Work to do: Format the lines below, from the line containing "tree is? Return a bounding box." to the line containing "[116,145,154,222]", as a JSON list of strings with one string per line and no blank lines.
── Source records ──
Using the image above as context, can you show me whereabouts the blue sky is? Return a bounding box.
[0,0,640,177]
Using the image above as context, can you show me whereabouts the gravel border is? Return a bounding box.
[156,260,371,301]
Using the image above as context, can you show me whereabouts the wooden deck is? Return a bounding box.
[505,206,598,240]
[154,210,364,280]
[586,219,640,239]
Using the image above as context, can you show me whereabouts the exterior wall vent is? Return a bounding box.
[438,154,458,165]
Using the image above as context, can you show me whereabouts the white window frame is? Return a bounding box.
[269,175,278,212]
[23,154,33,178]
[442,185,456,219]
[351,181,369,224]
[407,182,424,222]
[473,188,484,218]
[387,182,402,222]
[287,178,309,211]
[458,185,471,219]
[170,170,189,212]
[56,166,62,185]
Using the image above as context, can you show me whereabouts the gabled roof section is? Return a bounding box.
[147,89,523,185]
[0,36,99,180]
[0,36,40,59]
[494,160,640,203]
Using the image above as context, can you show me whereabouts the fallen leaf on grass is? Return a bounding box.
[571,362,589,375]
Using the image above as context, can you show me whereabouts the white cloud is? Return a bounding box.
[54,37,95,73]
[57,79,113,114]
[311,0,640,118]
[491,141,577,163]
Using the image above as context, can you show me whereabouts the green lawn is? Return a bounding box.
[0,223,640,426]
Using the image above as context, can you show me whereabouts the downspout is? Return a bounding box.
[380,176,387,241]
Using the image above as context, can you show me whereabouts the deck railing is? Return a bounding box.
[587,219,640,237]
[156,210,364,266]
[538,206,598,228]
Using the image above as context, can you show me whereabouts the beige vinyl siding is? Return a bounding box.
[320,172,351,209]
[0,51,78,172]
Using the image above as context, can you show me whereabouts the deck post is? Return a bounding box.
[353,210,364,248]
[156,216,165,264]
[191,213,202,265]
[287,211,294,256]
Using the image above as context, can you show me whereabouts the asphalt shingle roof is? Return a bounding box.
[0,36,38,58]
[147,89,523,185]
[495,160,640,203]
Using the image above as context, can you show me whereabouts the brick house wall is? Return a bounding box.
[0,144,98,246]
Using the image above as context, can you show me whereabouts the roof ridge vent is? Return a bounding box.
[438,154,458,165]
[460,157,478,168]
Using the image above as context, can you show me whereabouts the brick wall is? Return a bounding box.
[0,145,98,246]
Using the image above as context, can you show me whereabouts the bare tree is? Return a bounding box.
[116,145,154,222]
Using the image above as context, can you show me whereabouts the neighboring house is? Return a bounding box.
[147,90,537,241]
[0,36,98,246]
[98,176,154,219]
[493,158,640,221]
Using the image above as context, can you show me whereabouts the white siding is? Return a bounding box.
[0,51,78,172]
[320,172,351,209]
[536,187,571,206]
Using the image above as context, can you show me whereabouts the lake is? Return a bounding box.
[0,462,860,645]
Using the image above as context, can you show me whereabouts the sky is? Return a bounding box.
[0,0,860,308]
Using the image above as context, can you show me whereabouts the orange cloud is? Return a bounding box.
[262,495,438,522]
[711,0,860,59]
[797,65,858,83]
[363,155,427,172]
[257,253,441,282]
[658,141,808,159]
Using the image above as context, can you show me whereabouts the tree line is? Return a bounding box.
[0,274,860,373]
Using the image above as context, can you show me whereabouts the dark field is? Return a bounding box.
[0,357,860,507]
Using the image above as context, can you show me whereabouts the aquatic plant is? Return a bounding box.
───
Task result:
[
  "Using the image above as context, can you show me whereabouts the bare tree is? Return a bounding box.",
  "[116,145,154,222]"
]